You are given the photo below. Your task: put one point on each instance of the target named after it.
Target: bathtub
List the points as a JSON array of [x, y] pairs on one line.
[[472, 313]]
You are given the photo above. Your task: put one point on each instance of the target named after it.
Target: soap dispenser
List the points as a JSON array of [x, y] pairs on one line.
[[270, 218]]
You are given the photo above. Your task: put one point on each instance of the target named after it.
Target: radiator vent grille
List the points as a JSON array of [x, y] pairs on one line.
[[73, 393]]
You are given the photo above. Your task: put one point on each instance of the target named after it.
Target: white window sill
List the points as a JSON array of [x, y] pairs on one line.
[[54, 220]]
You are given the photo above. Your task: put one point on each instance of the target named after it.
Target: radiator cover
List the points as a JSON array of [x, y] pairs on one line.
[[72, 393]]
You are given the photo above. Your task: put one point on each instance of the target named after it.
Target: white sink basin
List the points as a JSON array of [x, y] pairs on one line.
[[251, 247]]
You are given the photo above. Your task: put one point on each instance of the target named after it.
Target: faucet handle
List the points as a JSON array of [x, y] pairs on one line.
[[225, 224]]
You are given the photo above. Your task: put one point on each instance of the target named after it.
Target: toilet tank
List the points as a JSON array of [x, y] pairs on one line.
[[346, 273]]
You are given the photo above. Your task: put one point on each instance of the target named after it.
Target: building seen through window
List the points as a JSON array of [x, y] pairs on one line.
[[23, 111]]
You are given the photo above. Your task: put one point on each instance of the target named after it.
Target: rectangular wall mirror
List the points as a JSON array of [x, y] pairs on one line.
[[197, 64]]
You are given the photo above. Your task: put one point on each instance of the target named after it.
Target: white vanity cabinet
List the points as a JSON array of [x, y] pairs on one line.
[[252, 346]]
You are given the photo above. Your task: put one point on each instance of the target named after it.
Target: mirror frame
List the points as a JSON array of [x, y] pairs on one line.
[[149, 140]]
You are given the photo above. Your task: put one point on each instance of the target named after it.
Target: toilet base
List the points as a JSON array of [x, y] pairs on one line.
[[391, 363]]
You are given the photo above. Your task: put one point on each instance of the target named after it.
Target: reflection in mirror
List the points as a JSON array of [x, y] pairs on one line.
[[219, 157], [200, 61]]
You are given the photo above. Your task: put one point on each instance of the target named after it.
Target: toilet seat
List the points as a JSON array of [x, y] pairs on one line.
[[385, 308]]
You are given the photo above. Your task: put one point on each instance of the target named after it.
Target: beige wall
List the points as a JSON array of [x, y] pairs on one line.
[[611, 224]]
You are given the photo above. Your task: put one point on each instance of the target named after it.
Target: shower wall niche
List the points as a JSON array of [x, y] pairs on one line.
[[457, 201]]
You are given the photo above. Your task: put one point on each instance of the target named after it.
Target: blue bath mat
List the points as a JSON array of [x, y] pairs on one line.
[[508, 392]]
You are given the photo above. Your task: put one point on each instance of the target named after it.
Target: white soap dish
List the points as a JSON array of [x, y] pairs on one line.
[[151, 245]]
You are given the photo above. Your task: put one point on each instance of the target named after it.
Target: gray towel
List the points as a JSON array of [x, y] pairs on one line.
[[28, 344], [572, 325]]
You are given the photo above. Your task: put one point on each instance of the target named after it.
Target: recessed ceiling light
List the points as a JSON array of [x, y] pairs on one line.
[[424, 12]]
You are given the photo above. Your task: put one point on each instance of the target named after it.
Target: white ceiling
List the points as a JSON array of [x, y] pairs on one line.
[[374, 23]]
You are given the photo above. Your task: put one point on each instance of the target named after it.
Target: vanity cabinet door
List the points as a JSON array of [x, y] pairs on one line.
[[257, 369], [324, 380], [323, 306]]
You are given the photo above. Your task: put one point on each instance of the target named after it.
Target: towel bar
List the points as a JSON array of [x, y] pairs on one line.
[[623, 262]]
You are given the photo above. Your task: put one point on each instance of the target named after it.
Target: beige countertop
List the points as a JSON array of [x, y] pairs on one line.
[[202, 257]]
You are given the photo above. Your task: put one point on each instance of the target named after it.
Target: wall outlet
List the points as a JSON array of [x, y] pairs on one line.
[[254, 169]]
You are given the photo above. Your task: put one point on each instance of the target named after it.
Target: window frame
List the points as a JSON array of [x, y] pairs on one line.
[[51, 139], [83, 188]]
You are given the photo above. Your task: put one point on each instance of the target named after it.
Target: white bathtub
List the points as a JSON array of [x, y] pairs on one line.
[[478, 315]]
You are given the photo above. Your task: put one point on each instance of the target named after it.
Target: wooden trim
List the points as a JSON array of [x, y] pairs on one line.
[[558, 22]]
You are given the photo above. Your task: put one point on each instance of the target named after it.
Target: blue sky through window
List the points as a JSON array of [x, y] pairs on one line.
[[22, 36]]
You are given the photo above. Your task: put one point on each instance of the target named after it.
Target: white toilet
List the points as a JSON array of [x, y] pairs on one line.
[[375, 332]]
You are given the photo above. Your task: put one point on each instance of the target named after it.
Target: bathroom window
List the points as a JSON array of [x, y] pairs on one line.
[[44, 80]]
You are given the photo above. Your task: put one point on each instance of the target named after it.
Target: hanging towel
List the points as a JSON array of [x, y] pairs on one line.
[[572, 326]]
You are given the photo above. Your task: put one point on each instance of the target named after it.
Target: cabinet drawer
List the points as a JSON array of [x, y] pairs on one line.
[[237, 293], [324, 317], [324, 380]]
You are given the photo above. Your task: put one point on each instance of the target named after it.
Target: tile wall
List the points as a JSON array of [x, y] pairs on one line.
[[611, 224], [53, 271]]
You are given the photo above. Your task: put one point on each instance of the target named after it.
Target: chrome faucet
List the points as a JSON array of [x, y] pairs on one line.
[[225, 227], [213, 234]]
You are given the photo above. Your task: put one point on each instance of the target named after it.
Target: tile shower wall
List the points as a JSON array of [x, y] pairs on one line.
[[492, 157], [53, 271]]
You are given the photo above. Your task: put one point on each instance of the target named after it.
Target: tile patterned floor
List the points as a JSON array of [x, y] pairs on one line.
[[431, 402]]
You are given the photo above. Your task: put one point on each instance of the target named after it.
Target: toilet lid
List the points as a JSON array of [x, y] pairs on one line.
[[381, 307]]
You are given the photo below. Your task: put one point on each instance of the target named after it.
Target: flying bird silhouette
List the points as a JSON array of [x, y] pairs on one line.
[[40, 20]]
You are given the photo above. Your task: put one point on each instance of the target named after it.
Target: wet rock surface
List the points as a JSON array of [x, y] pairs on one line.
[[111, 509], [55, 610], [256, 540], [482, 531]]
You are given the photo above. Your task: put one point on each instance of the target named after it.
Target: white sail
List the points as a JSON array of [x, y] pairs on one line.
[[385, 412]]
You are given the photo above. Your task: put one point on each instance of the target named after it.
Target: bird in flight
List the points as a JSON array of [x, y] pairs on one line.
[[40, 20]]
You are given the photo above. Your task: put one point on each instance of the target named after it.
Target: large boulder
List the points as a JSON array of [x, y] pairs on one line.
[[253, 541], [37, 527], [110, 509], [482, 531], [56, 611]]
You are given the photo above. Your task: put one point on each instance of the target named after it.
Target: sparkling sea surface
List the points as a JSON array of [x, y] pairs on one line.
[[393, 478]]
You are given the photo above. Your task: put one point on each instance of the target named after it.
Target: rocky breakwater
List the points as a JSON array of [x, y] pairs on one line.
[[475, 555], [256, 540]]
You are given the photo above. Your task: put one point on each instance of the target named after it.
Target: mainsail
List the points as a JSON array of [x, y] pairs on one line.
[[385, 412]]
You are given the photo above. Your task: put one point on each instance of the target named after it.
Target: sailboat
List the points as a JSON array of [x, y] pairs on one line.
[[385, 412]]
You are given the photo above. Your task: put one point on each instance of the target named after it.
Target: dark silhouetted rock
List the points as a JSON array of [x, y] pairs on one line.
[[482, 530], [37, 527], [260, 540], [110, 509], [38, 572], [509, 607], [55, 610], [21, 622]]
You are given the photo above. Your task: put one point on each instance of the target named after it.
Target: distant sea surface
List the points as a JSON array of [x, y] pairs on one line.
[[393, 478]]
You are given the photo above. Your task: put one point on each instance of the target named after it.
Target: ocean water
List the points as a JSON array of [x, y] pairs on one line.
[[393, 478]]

#### [INSTRUCTIONS TO FOLLOW]
Please tally the lines of the listing above that contain the word "bird" and give only that number.

#### [CORRECT ANSWER]
2